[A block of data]

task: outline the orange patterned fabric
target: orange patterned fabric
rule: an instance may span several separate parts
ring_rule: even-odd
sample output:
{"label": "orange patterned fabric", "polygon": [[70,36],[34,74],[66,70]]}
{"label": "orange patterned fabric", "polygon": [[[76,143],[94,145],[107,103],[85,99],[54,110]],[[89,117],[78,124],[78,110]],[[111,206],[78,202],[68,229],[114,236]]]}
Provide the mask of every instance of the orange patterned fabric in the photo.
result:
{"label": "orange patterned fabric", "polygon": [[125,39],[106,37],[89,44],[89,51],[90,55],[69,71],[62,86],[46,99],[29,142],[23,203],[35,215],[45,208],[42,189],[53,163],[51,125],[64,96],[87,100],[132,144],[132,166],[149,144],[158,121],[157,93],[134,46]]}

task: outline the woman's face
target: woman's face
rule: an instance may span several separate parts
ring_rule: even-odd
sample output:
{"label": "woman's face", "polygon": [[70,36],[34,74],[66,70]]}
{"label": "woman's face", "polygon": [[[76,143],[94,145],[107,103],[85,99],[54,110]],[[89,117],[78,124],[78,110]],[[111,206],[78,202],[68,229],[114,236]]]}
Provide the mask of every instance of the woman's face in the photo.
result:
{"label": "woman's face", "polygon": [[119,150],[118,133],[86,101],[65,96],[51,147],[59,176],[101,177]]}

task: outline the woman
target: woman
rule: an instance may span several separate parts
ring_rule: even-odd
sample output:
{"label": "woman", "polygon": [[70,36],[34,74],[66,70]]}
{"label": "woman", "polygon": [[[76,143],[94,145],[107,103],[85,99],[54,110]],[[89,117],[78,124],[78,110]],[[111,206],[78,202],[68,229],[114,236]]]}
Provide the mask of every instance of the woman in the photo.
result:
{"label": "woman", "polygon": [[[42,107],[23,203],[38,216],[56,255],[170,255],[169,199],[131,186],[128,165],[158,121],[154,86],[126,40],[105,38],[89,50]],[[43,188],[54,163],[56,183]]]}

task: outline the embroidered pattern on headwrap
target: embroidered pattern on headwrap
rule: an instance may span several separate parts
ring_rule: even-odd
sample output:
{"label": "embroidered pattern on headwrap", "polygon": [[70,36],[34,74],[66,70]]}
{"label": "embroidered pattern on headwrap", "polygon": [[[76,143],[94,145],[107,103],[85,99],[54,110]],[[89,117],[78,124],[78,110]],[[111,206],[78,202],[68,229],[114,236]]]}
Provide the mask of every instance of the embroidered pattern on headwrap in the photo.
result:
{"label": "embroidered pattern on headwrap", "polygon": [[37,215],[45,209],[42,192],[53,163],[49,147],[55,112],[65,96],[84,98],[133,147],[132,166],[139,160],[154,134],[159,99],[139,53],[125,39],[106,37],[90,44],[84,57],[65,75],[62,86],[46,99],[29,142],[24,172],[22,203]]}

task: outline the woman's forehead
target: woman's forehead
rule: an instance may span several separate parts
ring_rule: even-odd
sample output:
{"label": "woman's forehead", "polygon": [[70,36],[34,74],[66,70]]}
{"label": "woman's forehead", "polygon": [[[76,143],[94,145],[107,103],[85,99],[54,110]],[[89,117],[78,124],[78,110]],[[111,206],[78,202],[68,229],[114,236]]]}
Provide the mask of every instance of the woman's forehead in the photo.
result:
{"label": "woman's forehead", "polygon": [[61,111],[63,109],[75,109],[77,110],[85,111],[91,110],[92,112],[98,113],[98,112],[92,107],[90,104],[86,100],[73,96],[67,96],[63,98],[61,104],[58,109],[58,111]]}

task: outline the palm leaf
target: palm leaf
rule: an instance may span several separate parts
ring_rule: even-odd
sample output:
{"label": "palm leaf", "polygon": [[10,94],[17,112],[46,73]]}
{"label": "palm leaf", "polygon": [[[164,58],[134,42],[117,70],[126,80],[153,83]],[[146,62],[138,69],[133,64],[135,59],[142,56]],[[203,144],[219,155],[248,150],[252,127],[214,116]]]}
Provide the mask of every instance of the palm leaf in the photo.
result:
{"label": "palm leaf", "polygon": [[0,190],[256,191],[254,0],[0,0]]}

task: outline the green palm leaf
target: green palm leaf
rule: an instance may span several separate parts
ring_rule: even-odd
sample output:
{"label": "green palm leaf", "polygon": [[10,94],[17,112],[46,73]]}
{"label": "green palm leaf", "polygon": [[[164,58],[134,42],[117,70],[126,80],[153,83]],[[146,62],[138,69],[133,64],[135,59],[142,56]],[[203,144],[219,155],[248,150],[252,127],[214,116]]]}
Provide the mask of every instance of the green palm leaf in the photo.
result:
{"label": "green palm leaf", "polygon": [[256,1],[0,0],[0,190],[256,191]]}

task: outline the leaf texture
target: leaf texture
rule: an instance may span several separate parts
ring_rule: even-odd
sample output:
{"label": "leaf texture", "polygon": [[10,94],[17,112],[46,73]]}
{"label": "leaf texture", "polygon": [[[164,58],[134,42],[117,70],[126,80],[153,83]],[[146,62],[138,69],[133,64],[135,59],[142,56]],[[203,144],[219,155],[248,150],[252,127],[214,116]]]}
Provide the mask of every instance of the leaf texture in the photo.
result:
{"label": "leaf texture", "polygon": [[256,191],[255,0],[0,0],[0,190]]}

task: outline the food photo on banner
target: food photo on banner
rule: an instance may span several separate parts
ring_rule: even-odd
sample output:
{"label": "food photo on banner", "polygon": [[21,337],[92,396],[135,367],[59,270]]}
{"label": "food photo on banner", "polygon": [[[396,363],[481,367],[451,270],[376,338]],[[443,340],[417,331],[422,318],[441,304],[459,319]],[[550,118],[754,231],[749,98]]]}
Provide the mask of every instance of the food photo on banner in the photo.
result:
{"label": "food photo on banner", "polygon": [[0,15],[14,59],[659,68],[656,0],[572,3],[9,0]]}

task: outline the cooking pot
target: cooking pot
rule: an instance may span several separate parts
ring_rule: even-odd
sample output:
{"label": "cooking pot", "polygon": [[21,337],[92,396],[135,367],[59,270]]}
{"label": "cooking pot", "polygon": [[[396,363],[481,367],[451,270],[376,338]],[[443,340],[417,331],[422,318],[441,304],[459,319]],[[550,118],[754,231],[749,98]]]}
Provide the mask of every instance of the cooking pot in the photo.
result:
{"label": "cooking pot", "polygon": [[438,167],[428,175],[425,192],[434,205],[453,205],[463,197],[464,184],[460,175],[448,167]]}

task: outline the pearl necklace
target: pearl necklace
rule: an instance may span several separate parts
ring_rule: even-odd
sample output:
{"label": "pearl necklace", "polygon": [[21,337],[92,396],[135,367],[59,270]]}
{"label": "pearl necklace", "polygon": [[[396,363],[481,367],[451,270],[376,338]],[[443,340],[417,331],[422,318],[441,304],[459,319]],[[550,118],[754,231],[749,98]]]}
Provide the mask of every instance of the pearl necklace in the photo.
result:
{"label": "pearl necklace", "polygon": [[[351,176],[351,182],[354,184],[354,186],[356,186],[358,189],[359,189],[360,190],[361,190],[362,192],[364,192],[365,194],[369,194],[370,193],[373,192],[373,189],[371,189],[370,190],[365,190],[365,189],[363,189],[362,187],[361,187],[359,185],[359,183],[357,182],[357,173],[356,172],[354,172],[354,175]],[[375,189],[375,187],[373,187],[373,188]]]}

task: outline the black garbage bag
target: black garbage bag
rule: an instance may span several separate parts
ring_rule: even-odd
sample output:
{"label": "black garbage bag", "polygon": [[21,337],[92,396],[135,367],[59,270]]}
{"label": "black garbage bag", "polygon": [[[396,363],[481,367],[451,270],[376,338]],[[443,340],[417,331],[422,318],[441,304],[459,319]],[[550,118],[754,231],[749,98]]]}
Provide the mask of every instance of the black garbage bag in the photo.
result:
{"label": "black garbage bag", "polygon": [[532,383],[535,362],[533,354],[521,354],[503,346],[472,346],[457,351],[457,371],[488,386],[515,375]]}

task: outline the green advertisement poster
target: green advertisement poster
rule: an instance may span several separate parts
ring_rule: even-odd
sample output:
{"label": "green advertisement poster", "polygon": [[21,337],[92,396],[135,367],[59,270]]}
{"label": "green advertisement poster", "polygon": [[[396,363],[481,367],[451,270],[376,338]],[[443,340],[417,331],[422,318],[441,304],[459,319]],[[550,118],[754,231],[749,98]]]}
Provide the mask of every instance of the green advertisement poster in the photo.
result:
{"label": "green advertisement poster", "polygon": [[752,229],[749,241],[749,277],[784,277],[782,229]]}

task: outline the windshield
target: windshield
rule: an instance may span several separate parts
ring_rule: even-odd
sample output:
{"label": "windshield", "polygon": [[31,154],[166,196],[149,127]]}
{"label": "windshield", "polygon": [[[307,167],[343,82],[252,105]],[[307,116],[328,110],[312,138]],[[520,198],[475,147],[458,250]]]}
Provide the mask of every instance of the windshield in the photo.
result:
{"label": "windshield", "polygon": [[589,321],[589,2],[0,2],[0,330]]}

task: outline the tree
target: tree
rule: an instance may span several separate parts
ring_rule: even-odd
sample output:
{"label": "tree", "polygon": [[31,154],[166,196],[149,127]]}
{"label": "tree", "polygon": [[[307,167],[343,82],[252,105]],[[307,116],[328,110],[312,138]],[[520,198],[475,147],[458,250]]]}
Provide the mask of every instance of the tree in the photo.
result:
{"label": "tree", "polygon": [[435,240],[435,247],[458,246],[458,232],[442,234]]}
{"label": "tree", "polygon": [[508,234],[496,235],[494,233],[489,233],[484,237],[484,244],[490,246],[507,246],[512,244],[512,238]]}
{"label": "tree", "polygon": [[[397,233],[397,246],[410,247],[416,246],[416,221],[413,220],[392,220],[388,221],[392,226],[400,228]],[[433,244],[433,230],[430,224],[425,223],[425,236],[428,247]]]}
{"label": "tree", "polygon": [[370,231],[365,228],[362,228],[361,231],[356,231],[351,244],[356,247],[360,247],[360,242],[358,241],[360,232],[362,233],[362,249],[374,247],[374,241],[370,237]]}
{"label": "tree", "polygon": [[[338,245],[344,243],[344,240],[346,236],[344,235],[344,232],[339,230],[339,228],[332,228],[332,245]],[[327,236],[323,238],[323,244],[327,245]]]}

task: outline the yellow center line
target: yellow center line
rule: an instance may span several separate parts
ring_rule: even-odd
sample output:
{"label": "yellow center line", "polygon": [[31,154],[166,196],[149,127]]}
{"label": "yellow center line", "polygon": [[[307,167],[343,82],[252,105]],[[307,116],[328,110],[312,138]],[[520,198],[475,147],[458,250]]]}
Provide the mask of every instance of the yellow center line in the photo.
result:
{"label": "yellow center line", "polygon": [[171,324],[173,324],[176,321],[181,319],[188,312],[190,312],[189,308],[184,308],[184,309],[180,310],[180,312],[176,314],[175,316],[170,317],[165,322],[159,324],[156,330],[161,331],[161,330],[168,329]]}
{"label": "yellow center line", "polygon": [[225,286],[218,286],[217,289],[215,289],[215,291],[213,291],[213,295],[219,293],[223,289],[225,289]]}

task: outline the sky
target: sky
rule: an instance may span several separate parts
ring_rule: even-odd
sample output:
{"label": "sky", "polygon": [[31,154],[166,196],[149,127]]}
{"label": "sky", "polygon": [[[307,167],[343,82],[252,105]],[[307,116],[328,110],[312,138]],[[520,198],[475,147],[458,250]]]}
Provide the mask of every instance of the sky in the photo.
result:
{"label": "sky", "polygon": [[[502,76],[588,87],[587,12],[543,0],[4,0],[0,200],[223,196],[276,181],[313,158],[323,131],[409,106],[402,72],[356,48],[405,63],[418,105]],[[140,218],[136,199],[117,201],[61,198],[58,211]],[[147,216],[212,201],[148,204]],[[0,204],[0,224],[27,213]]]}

* **Short problem**
Pull out each line of the records that contains the string "patterned". Treat uppercase and lowercase as different.

* **Right answer**
task: outline the orange patterned fabric
target: orange patterned fabric
{"label": "orange patterned fabric", "polygon": [[70,36],[34,74],[66,70]]}
{"label": "orange patterned fabric", "polygon": [[[76,143],[94,145],[107,103],[85,99],[54,110]],[[89,117],[78,124],[78,110]],[[111,206],[78,202],[68,229],[114,236]]]}
Provide the mask of every instance of the orange patterned fabric in the photo.
{"label": "orange patterned fabric", "polygon": [[125,39],[106,37],[89,44],[89,51],[90,55],[69,71],[62,86],[46,99],[29,142],[23,203],[35,215],[45,208],[42,189],[53,163],[51,125],[64,96],[87,100],[132,144],[132,166],[149,144],[158,121],[157,93],[134,46]]}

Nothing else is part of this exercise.